Boris Johnson could still survive – and this is how
It turns out that getting 54 Tory MPs to demand a vote of no confidence in their leader is harder than it looks, writes John Rentoul
Boris Johnson is doing something as difficult as that fairground game where you have to thread a hoop along an irregular-shaped wire without touching it. Touching the wire sets off a buzzer and you lose the game. Johnson has to get to the end of the wire, the election of 2024, without touching it, or he will be out of office.
It is possible that he could survive, with steady nerves and a bit of luck. He had an extraordinary stroke of luck in the bureaucratic snarl-up between the Metropolitan Police and Sue Gray, the civil servant investigating the alleged lockdown-busting parties in Downing Street. As a result most of the damaging detail was left out of Gray’s “update” yesterday. It was as if someone jogged Johnson’s elbow and accidentally got him round a tricky bend without touching the wire.
That bought time for another fightback. One element of it was a serious policy change that would probably have happened anyway: Sajid Javid, the health secretary, yesterday dropped the plan to sack unvaccinated NHS staff. That pleased one faction of Conservative MPs who could be persuaded that keeping Johnson is their best bet for avoiding new coronavirus restrictions.
Another element was the return of Lynton Crosby, the Australian adviser who has a reputation among MPs for being a true Conservative and an election winner. This won a big cheer at last night’s meeting of the 1922 Committee of Tory backbenchers, although Crosby himself played down the story: “I am not going into No 10 or working in that way. If any Conservative prime minister asked for advice I would give it.”
Who knows if Crosby advised Johnson to use the slur about Jimmy Savile against Keir Starmer in the Commons yesterday. But it was a good example of the tactic espoused by Crosby of throwing a “dead cat” on the table to distract people from whatever they were talking about before.
It distracted people all right, but it may have been counterproductive in that some Tory MPs didn’t like it – even if Julian Smith, the former Northern Ireland secretary sacked by Johnson, was hardly likely to support him anyway.

[Saved entries]
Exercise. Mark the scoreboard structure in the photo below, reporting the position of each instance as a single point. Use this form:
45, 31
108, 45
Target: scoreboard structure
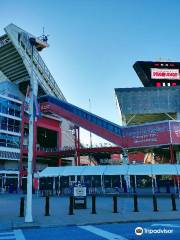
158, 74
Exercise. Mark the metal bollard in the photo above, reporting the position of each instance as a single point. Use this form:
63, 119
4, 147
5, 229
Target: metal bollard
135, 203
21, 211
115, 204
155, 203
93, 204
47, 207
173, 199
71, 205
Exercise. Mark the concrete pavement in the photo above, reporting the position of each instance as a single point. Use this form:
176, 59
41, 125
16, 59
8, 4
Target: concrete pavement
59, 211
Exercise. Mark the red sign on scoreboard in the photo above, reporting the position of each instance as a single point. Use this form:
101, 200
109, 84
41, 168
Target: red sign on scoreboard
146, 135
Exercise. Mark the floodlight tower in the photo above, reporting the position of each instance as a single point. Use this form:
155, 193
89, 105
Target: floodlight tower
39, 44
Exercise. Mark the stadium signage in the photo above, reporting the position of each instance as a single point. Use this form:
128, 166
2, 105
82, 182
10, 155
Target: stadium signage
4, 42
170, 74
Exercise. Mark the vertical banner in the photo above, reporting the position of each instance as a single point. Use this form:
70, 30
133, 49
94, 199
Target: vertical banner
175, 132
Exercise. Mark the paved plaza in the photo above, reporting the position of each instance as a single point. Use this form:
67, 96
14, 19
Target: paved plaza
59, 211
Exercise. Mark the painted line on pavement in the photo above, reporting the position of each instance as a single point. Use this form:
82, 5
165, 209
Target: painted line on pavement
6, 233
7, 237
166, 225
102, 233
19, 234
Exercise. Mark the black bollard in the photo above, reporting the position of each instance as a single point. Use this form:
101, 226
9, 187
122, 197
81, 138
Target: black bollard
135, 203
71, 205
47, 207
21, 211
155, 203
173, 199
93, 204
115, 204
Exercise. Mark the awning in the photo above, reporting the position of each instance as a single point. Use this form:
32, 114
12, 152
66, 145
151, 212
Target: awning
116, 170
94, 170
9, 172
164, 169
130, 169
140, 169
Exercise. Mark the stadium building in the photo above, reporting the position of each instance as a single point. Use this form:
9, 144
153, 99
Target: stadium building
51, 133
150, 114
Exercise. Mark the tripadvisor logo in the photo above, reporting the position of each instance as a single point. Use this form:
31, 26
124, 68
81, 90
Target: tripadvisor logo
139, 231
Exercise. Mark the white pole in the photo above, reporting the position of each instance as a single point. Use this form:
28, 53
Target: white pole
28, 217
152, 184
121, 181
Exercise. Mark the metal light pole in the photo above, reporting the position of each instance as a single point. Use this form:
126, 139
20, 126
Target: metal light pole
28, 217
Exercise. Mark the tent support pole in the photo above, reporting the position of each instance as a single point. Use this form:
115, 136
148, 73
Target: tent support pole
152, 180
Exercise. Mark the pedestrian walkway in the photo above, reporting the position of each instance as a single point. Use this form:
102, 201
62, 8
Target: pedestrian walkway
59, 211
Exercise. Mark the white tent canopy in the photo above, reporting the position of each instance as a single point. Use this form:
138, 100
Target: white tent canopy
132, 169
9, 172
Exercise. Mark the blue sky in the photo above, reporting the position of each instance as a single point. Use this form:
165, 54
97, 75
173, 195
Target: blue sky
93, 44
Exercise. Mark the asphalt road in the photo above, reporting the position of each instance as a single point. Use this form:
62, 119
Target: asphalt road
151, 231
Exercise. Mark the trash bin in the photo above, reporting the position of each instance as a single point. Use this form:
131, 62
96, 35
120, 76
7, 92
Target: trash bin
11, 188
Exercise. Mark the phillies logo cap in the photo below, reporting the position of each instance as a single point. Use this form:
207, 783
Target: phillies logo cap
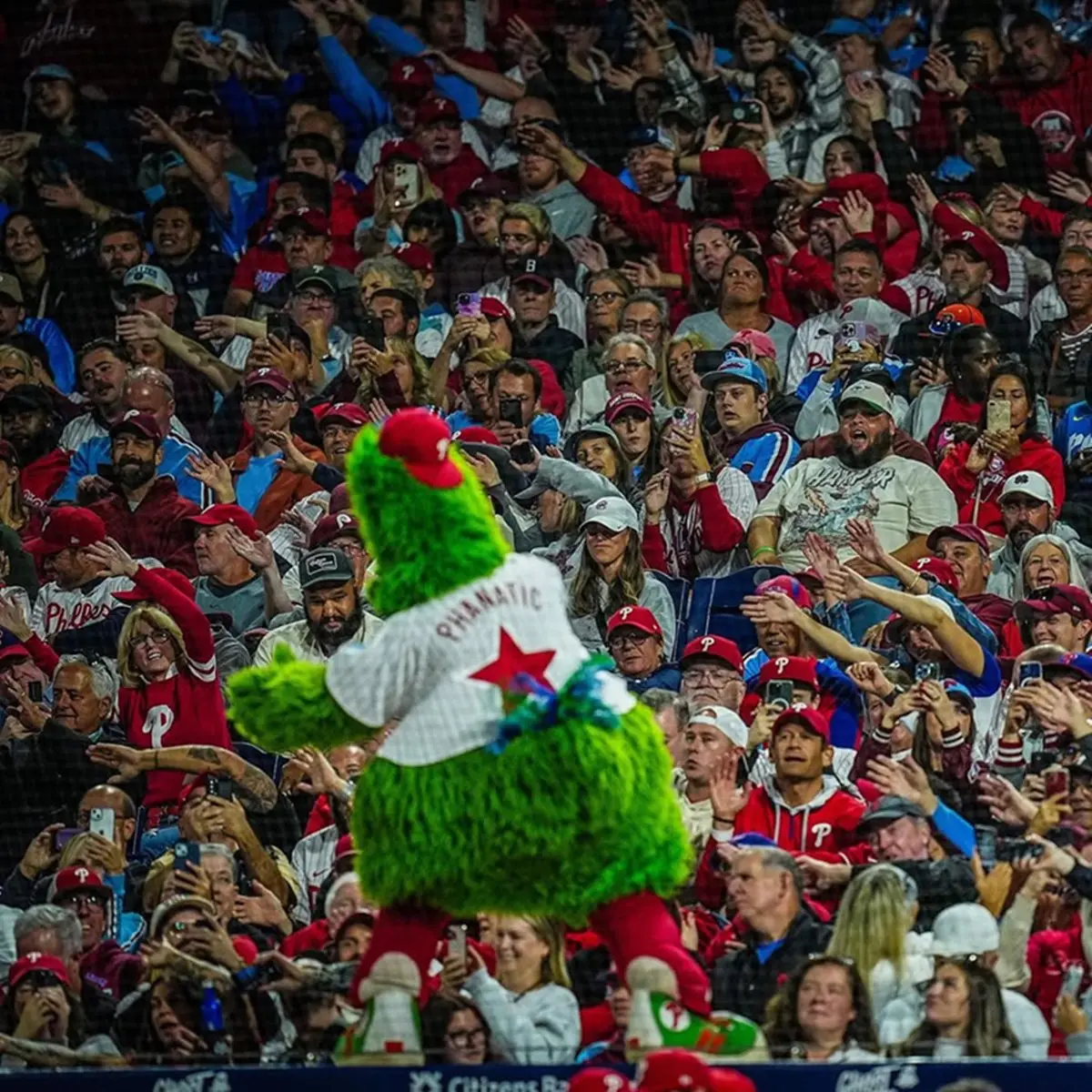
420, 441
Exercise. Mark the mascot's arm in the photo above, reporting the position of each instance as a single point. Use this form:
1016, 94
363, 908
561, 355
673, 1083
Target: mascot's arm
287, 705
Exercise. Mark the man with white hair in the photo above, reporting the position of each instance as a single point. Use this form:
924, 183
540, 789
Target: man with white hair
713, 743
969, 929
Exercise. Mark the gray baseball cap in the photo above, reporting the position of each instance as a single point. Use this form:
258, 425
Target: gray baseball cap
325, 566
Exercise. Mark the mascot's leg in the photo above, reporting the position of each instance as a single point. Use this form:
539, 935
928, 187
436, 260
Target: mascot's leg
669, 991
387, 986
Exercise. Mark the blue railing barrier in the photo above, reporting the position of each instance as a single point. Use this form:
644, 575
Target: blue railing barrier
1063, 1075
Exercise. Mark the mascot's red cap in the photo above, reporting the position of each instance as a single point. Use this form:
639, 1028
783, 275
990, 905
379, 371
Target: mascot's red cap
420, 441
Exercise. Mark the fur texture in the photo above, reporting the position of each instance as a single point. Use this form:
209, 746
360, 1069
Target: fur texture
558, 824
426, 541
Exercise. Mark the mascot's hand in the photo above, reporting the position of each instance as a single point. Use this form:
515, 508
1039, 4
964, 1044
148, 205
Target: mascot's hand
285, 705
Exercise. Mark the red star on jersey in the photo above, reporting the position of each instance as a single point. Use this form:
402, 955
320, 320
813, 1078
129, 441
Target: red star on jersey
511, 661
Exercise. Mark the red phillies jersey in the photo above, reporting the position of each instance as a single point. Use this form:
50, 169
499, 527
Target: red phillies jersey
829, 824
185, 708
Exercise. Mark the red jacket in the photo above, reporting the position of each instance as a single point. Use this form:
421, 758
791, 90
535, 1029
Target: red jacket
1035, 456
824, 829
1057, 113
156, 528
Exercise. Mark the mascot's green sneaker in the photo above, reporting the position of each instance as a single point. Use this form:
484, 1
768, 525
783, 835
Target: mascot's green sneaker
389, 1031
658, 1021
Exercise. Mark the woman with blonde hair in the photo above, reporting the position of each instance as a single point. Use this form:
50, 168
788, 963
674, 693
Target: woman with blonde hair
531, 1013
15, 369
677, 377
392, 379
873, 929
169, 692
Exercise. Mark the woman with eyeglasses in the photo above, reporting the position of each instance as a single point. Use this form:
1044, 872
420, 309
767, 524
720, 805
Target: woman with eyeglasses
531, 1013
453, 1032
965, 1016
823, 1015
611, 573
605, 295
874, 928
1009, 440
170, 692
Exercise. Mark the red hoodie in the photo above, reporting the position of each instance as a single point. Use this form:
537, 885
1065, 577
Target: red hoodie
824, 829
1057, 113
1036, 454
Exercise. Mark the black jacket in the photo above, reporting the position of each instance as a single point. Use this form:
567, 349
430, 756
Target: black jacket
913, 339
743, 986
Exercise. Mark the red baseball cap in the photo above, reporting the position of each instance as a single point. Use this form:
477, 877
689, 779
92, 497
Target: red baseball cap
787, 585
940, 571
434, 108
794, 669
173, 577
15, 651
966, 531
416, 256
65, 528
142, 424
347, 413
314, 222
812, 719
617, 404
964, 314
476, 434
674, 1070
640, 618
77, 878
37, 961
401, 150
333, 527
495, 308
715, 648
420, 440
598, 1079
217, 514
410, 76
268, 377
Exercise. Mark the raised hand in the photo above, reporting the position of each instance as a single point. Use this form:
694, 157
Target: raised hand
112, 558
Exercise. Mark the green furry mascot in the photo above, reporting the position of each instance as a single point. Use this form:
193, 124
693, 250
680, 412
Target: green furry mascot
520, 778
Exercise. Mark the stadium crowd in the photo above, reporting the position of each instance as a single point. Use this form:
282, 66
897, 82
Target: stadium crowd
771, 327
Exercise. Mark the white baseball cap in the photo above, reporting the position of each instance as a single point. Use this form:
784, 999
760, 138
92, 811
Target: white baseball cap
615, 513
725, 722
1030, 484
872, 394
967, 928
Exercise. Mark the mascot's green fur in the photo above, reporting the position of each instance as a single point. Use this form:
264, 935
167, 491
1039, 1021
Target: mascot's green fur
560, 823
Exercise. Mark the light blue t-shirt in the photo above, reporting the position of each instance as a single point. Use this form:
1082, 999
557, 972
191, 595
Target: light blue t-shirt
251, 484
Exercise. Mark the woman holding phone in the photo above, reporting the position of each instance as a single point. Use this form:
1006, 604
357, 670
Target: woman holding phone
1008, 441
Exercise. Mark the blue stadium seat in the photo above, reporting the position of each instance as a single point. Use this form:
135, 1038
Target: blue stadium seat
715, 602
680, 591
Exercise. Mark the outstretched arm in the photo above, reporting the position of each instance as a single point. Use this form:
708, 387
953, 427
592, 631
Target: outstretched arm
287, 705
...
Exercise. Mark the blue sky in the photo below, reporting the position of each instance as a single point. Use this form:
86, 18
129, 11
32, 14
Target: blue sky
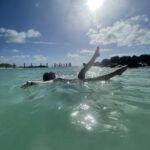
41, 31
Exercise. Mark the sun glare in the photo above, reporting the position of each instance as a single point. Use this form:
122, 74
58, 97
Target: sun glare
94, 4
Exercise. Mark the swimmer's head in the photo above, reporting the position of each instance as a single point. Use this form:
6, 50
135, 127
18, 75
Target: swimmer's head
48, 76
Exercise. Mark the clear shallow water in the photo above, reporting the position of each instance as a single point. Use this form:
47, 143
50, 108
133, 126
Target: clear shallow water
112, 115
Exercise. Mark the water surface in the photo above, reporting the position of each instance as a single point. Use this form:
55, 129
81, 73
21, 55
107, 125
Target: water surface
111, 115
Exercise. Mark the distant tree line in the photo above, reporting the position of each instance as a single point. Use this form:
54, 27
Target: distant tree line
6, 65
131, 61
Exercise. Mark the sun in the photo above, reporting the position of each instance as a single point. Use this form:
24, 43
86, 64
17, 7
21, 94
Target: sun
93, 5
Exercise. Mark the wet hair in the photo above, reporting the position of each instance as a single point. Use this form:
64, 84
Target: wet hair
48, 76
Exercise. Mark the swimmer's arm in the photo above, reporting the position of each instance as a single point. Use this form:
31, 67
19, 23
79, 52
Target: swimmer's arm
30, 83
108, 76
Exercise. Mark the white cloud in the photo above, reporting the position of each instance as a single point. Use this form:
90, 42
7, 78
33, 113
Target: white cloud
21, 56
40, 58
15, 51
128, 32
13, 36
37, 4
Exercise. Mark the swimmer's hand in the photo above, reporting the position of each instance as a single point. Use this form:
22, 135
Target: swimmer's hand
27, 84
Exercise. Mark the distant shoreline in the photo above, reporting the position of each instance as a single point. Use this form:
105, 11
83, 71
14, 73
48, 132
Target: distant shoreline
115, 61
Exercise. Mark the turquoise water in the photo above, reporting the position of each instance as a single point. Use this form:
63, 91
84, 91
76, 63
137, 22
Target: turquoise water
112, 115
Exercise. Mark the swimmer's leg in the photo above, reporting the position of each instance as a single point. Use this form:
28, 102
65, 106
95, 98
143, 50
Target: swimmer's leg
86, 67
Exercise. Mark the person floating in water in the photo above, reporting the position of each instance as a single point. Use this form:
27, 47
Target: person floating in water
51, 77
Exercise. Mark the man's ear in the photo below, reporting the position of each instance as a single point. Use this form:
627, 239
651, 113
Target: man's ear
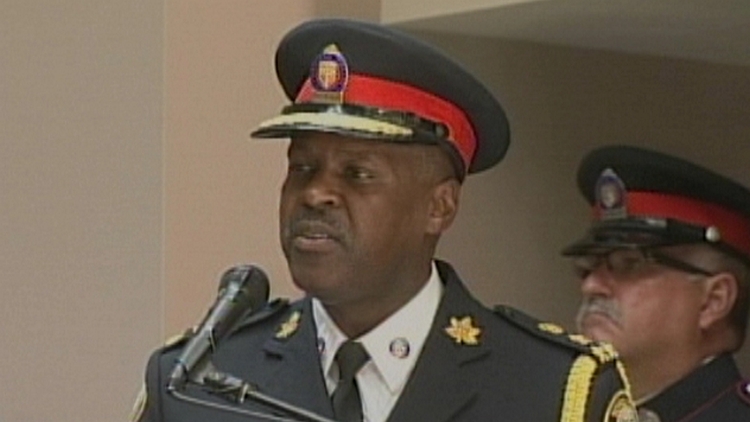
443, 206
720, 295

--- The task ---
Reproduce word for word the portion of the Boris Johnson column above, from "Who knows if" up to and including "support him anyway.".

--- Your response ---
Who knows if Crosby advised Johnson to use the slur about Jimmy Savile against Keir Starmer in the Commons yesterday. But it was a good example of the tactic espoused by Crosby of throwing a “dead cat” on the table to distract people from whatever they were talking about before.
It distracted people all right, but it may have been counterproductive in that some Tory MPs didn’t like it – even if Julian Smith, the former Northern Ireland secretary sacked by Johnson, was hardly likely to support him anyway.